BEGIN Material

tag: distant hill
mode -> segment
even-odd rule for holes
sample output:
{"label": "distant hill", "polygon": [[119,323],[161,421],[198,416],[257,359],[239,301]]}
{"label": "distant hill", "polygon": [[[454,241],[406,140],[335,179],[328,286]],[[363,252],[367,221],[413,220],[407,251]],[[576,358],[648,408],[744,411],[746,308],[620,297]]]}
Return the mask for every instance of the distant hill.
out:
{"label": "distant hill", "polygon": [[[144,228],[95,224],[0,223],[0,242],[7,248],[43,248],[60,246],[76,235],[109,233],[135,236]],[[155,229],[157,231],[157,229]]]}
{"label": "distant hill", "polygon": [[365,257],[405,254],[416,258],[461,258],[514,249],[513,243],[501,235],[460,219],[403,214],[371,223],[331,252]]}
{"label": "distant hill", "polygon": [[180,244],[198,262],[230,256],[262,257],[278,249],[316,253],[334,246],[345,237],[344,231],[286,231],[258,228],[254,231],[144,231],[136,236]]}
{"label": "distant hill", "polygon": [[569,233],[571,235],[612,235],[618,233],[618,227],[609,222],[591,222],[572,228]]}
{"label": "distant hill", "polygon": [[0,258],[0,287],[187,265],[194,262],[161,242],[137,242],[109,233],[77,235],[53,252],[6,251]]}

END Material

### Written exercise
Recast the data above as a Markdown table with two columns, Row and Data line. Put each line in its own numbered row and leave out any blank lines.

### Problem solution
| Row | Data line |
|---|---|
| 1 | tag: distant hill |
| 2 | mode -> segment |
| 3 | even-odd rule for holes |
| 4 | sample output: |
| 5 | {"label": "distant hill", "polygon": [[119,323],[161,421],[198,416],[257,359],[239,301]]} |
| 6 | {"label": "distant hill", "polygon": [[[454,241],[406,140],[335,179],[328,286]],[[363,252],[367,221],[413,220],[407,251]],[[576,358],[648,408],[744,411],[746,308],[620,297]]]} |
| 7 | Return the mask for every instance of the distant hill. |
| 8 | out: |
| 9 | {"label": "distant hill", "polygon": [[[144,228],[95,224],[0,223],[0,242],[7,248],[43,248],[60,246],[76,235],[109,233],[135,236]],[[155,229],[157,231],[157,229]]]} |
| 10 | {"label": "distant hill", "polygon": [[365,257],[405,254],[416,258],[461,258],[514,249],[513,243],[501,235],[460,219],[403,214],[371,223],[331,252]]} |
| 11 | {"label": "distant hill", "polygon": [[180,244],[198,262],[230,256],[262,257],[278,249],[316,253],[334,246],[345,237],[344,231],[286,231],[258,228],[254,231],[144,231],[136,236]]} |
| 12 | {"label": "distant hill", "polygon": [[569,233],[571,235],[612,235],[618,233],[618,227],[609,222],[591,222],[572,228]]} |
| 13 | {"label": "distant hill", "polygon": [[0,258],[0,287],[187,265],[194,262],[161,242],[137,242],[109,233],[77,235],[53,252],[6,251]]} |